### Prompt A
In the piece on amber, what does it say amber is?
### Prompt B
Please copy everything from "Well, indeed, there" down to "of years ago." in the piece on amber, swapping "necklaces" for "bracelets".

### Given passage ###

"WHAT'S AMBER?"

"Will you please desist from writing about the arrival of Spring and everything leaping into life," asks a friend

"Will you please desist from writing about the arrival of Spring and everything leaping into life," asks a friend. "It means that I am driven into digging out the lawnmower, trimming the grass and tidying up the hedge. For God's sake, write about something else."

Well, indeed, there is much else to wonder at Dublin's jewellery shops, for example, have seldom, in memory, been so stocked with amber. Amber you know what it is. It is the fossilised resin of pine trees. Often millions of years old. Anyone familiar with the coast of the Baltic countries will remember, in the far off days, scouring the lovely white sandy shores for pieces of the precious substance. It is usually yellow. You will have seen it in necklaces. Yellow cigarette holders were often of amber. There are stories of amber, perhaps millions of years old, which contained within their clear yellow substance, a fly, trapped there equally millions of years ago.

### Data lines ###

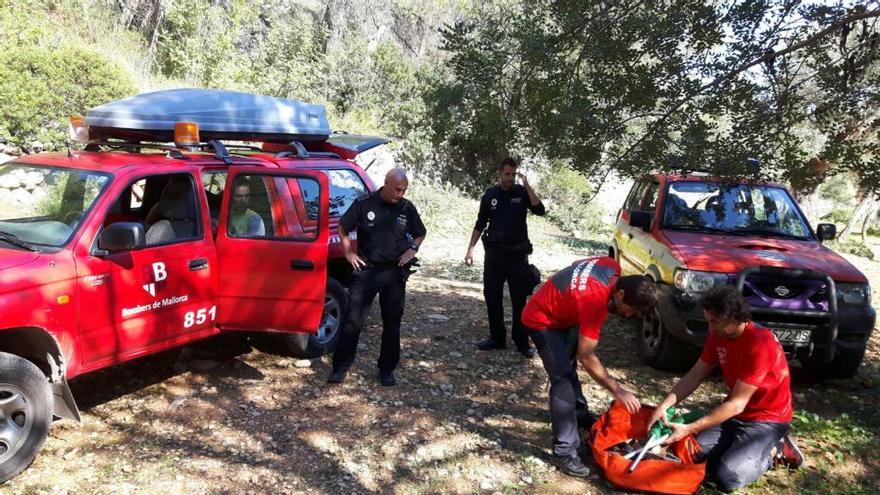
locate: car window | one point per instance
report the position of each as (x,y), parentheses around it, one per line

###

### Result A
The fossilised resin of pine trees.

### Result B
Well, indeed, there is much else to wonder at Dublin's jewellery shops, for example, have seldom, in memory, been so stocked with amber. Amber you know what it is. It is the fossilised resin of pine trees. Often millions of years old. Anyone familiar with the coast of the Baltic countries will remember, in the far off days, scouring the lovely white sandy shores for pieces of the precious substance. It is usually yellow. You will have seen it in bracelets. Yellow cigarette holders were often of amber. There are stories of amber, perhaps millions of years old, which contained within their clear yellow substance, a fly, trapped there equally millions of years ago.